*** Provided entries Section Begins ***
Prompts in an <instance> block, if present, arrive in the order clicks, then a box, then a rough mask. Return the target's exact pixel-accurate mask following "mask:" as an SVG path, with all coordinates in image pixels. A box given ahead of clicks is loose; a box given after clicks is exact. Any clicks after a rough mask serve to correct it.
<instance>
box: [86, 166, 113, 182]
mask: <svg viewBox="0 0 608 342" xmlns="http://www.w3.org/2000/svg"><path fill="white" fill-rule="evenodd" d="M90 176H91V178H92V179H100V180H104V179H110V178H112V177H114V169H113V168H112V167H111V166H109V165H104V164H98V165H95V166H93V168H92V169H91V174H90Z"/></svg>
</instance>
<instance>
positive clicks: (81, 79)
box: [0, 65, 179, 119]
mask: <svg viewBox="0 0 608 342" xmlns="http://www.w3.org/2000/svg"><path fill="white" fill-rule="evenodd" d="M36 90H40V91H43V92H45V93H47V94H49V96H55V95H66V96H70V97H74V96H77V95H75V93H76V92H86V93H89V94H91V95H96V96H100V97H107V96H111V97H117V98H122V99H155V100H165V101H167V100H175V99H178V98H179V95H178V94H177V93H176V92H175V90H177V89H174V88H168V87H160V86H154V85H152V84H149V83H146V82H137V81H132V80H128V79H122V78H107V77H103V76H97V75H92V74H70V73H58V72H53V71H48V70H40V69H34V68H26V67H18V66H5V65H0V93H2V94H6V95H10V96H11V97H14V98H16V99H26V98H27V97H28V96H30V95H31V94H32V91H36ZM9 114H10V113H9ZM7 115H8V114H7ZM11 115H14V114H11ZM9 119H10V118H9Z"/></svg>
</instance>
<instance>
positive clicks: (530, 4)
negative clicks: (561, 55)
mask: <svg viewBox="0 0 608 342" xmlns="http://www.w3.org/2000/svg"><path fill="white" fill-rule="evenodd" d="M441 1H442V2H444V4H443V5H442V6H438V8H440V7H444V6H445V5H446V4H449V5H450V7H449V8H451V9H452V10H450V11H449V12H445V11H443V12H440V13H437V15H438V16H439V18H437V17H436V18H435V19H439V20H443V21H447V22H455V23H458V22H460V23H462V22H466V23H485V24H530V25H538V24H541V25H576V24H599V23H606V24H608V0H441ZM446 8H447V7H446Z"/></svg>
*** Provided entries Section Ends ***
→ **What to work on**
Give back the full listing exactly as it stands above.

→ **Reply**
Prompts in an <instance> block, if present, arrive in the order clicks, then a box, then a rough mask. Return the target's exact pixel-accurate mask following "mask:" as an SVG path, with all coordinates in image pixels. A box given ahead of clicks is loose; a box given after clicks is exact. Any clicks after a rough mask serve to correct it.
<instance>
box: [86, 166, 113, 182]
mask: <svg viewBox="0 0 608 342" xmlns="http://www.w3.org/2000/svg"><path fill="white" fill-rule="evenodd" d="M90 176H91V178H92V179H100V180H104V179H110V178H112V177H114V169H113V168H112V167H111V166H109V165H104V164H98V165H95V166H93V168H92V169H91V174H90Z"/></svg>
</instance>
<instance>
positive clicks: (81, 79)
box: [0, 65, 179, 119]
mask: <svg viewBox="0 0 608 342" xmlns="http://www.w3.org/2000/svg"><path fill="white" fill-rule="evenodd" d="M36 90H40V91H43V92H45V93H47V94H49V96H55V95H66V96H70V97H74V96H77V95H75V93H76V92H86V93H89V94H91V95H96V96H100V97H107V96H111V97H117V98H122V99H155V100H165V101H167V100H175V99H178V98H179V95H178V94H177V93H176V92H175V90H177V89H174V88H168V87H160V86H154V85H152V84H149V83H146V82H137V81H132V80H128V79H122V78H107V77H103V76H97V75H92V74H70V73H58V72H53V71H48V70H40V69H34V68H26V67H18V66H5V65H0V93H2V94H6V95H10V96H11V97H14V98H16V99H26V98H27V97H28V96H30V95H31V94H32V91H36ZM9 114H10V113H9ZM7 115H8V114H7ZM11 115H14V114H11ZM9 119H10V118H9Z"/></svg>
</instance>
<instance>
positive clicks: (530, 4)
negative clicks: (561, 55)
mask: <svg viewBox="0 0 608 342" xmlns="http://www.w3.org/2000/svg"><path fill="white" fill-rule="evenodd" d="M441 1H442V2H444V4H443V5H442V6H438V8H440V7H444V6H445V5H446V4H449V5H450V7H449V8H451V9H452V10H450V11H449V12H445V11H443V12H440V13H437V15H438V16H439V18H437V17H436V18H435V19H439V20H443V21H447V22H455V23H458V22H460V23H462V22H466V23H485V24H530V25H538V24H541V25H576V24H599V23H606V24H608V0H441ZM446 8H447V7H446Z"/></svg>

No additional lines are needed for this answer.